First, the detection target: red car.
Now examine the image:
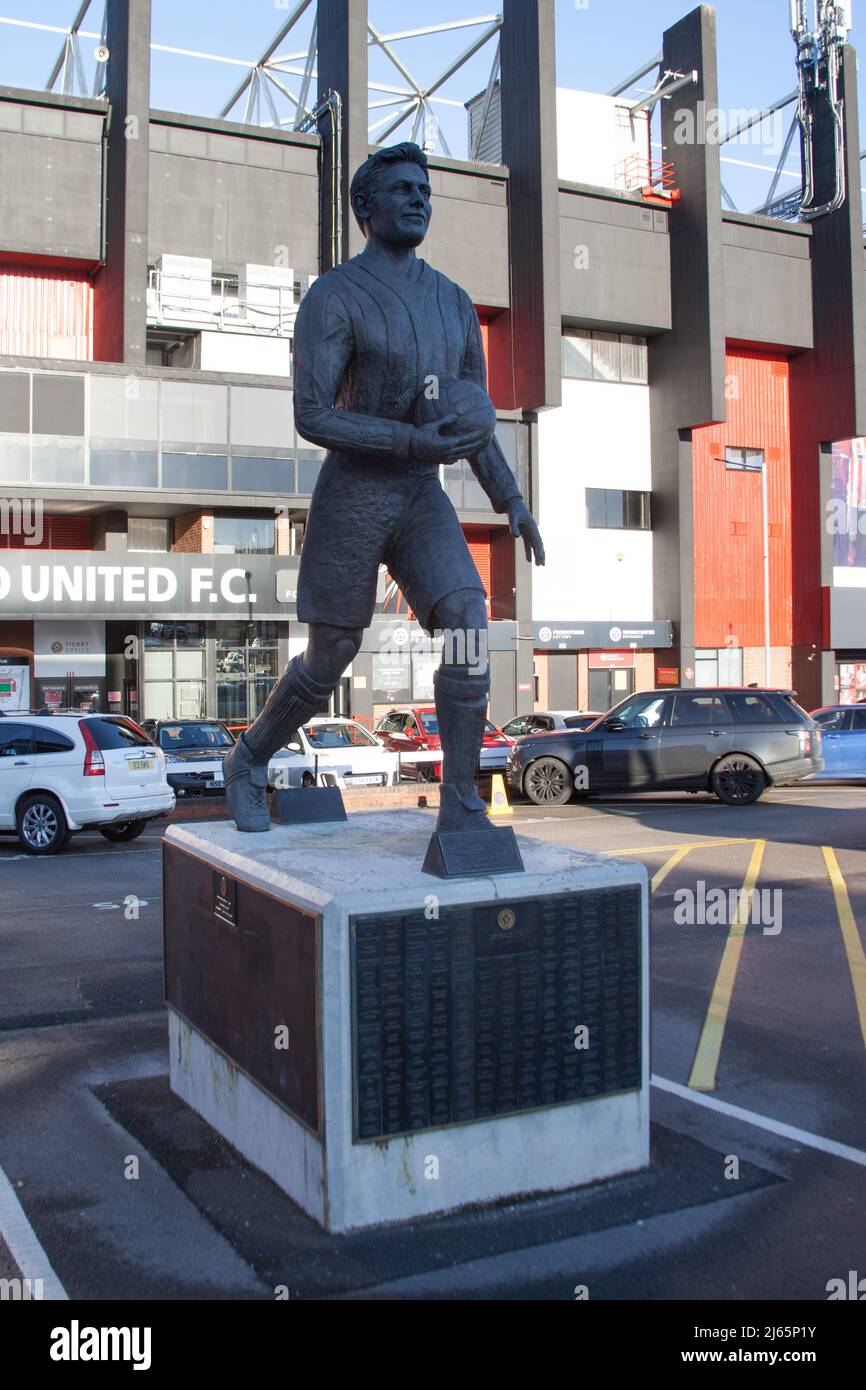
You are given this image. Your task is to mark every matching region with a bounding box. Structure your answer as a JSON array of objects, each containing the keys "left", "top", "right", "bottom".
[{"left": 375, "top": 705, "right": 514, "bottom": 781}]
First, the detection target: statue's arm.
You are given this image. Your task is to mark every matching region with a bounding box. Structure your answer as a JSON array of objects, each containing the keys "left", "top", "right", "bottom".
[
  {"left": 295, "top": 282, "right": 413, "bottom": 459},
  {"left": 460, "top": 296, "right": 523, "bottom": 512}
]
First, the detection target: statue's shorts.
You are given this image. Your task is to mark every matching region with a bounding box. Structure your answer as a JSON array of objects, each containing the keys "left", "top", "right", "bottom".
[{"left": 297, "top": 453, "right": 484, "bottom": 632}]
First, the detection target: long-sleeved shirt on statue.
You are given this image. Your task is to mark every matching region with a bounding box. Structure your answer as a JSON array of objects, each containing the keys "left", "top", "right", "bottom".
[{"left": 295, "top": 254, "right": 521, "bottom": 512}]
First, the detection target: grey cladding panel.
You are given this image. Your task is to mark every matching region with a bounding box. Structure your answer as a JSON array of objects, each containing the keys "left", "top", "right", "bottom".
[
  {"left": 559, "top": 208, "right": 671, "bottom": 332},
  {"left": 0, "top": 129, "right": 101, "bottom": 260},
  {"left": 149, "top": 153, "right": 318, "bottom": 275},
  {"left": 424, "top": 201, "right": 509, "bottom": 309},
  {"left": 724, "top": 239, "right": 813, "bottom": 348}
]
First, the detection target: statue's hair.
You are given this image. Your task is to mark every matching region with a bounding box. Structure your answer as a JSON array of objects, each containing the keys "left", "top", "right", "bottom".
[{"left": 349, "top": 140, "right": 428, "bottom": 231}]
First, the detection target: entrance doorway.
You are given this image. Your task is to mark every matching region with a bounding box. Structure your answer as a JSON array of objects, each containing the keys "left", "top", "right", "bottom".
[{"left": 589, "top": 666, "right": 634, "bottom": 714}]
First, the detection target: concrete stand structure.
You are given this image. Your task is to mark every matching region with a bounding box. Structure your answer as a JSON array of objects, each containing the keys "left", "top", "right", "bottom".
[{"left": 164, "top": 812, "right": 649, "bottom": 1233}]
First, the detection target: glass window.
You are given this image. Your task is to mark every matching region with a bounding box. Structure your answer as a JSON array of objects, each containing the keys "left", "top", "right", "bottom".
[
  {"left": 231, "top": 386, "right": 295, "bottom": 450},
  {"left": 33, "top": 724, "right": 75, "bottom": 756},
  {"left": 163, "top": 453, "right": 228, "bottom": 492},
  {"left": 90, "top": 439, "right": 158, "bottom": 488},
  {"left": 126, "top": 517, "right": 171, "bottom": 555},
  {"left": 585, "top": 488, "right": 651, "bottom": 531},
  {"left": 214, "top": 516, "right": 277, "bottom": 555},
  {"left": 0, "top": 439, "right": 31, "bottom": 482},
  {"left": 160, "top": 720, "right": 235, "bottom": 753},
  {"left": 33, "top": 373, "right": 85, "bottom": 436},
  {"left": 563, "top": 334, "right": 592, "bottom": 381},
  {"left": 670, "top": 695, "right": 730, "bottom": 728},
  {"left": 32, "top": 447, "right": 85, "bottom": 484},
  {"left": 726, "top": 694, "right": 778, "bottom": 724},
  {"left": 145, "top": 623, "right": 206, "bottom": 719},
  {"left": 90, "top": 375, "right": 159, "bottom": 442},
  {"left": 713, "top": 646, "right": 742, "bottom": 685},
  {"left": 304, "top": 724, "right": 377, "bottom": 749},
  {"left": 217, "top": 620, "right": 279, "bottom": 723},
  {"left": 610, "top": 695, "right": 667, "bottom": 728},
  {"left": 88, "top": 717, "right": 150, "bottom": 752},
  {"left": 815, "top": 709, "right": 866, "bottom": 734},
  {"left": 0, "top": 371, "right": 31, "bottom": 435},
  {"left": 373, "top": 652, "right": 411, "bottom": 699},
  {"left": 502, "top": 714, "right": 527, "bottom": 738},
  {"left": 297, "top": 456, "right": 324, "bottom": 496},
  {"left": 232, "top": 453, "right": 299, "bottom": 496},
  {"left": 160, "top": 381, "right": 228, "bottom": 443},
  {"left": 176, "top": 646, "right": 204, "bottom": 681},
  {"left": 621, "top": 334, "right": 649, "bottom": 386},
  {"left": 592, "top": 334, "right": 620, "bottom": 381},
  {"left": 0, "top": 719, "right": 33, "bottom": 758}
]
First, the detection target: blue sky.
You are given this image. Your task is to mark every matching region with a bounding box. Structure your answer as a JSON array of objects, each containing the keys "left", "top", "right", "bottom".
[{"left": 0, "top": 0, "right": 866, "bottom": 210}]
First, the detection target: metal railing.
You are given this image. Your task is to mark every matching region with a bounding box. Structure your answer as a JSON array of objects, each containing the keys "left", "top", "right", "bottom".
[{"left": 147, "top": 268, "right": 297, "bottom": 338}]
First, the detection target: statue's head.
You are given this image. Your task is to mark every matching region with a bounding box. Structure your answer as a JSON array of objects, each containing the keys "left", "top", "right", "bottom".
[{"left": 349, "top": 140, "right": 432, "bottom": 246}]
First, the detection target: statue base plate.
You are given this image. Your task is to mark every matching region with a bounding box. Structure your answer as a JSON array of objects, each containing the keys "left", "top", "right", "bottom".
[
  {"left": 163, "top": 811, "right": 649, "bottom": 1233},
  {"left": 424, "top": 826, "right": 525, "bottom": 878},
  {"left": 271, "top": 787, "right": 349, "bottom": 826}
]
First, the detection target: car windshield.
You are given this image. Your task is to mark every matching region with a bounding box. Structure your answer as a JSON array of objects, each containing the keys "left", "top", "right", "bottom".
[
  {"left": 610, "top": 695, "right": 666, "bottom": 728},
  {"left": 304, "top": 724, "right": 378, "bottom": 748},
  {"left": 154, "top": 724, "right": 234, "bottom": 753}
]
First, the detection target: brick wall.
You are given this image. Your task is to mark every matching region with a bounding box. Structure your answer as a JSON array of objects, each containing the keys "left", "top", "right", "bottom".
[{"left": 171, "top": 512, "right": 214, "bottom": 555}]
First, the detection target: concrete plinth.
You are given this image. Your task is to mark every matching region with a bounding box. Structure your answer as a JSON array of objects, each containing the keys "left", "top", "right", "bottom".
[{"left": 164, "top": 812, "right": 649, "bottom": 1232}]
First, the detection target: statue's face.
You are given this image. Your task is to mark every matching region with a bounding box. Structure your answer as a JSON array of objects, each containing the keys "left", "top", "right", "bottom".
[{"left": 361, "top": 163, "right": 432, "bottom": 246}]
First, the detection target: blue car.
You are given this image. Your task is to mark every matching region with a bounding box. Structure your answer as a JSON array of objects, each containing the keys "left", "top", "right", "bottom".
[{"left": 809, "top": 705, "right": 866, "bottom": 781}]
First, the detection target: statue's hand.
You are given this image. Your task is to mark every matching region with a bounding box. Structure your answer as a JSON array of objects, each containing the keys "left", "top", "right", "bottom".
[
  {"left": 509, "top": 498, "right": 545, "bottom": 564},
  {"left": 409, "top": 416, "right": 491, "bottom": 467}
]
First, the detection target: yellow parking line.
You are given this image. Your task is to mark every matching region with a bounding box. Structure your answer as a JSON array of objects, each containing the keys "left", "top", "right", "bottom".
[
  {"left": 688, "top": 840, "right": 767, "bottom": 1091},
  {"left": 822, "top": 845, "right": 866, "bottom": 1043},
  {"left": 651, "top": 845, "right": 692, "bottom": 892},
  {"left": 601, "top": 837, "right": 755, "bottom": 859}
]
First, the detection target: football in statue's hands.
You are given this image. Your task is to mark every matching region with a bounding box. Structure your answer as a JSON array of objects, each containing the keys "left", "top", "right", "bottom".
[{"left": 414, "top": 377, "right": 496, "bottom": 439}]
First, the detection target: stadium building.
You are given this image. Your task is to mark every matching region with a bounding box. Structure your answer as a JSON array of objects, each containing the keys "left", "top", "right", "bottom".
[{"left": 0, "top": 0, "right": 866, "bottom": 724}]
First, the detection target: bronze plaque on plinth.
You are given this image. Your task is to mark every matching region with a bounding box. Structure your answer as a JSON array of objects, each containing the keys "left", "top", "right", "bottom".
[{"left": 352, "top": 887, "right": 642, "bottom": 1141}]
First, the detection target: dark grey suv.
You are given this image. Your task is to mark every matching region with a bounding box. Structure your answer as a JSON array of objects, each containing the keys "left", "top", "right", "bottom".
[{"left": 507, "top": 687, "right": 823, "bottom": 806}]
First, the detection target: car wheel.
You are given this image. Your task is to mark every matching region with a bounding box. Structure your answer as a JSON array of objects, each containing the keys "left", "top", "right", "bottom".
[
  {"left": 15, "top": 791, "right": 70, "bottom": 855},
  {"left": 710, "top": 753, "right": 767, "bottom": 806},
  {"left": 523, "top": 758, "right": 574, "bottom": 806},
  {"left": 99, "top": 820, "right": 147, "bottom": 845}
]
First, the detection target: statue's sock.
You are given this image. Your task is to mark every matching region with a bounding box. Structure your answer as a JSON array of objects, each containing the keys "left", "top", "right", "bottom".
[
  {"left": 242, "top": 656, "right": 334, "bottom": 763},
  {"left": 434, "top": 666, "right": 491, "bottom": 795}
]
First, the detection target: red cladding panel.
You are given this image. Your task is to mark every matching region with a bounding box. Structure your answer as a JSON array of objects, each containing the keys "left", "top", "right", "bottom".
[
  {"left": 692, "top": 348, "right": 792, "bottom": 648},
  {"left": 0, "top": 265, "right": 93, "bottom": 361}
]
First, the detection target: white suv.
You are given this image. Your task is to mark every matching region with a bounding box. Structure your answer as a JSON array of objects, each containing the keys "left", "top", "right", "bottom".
[{"left": 0, "top": 713, "right": 175, "bottom": 855}]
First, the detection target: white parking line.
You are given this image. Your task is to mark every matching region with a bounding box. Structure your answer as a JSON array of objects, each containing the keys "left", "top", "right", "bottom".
[
  {"left": 649, "top": 1076, "right": 866, "bottom": 1168},
  {"left": 0, "top": 1168, "right": 70, "bottom": 1302}
]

※ ※ ※

* Goal
Which lines in the items above contain the string "cladding", matching case exactly? Pull out each such line in full.

* Right answer
First, the detection target: grey cladding panel.
First, the detection target: red cladding panel.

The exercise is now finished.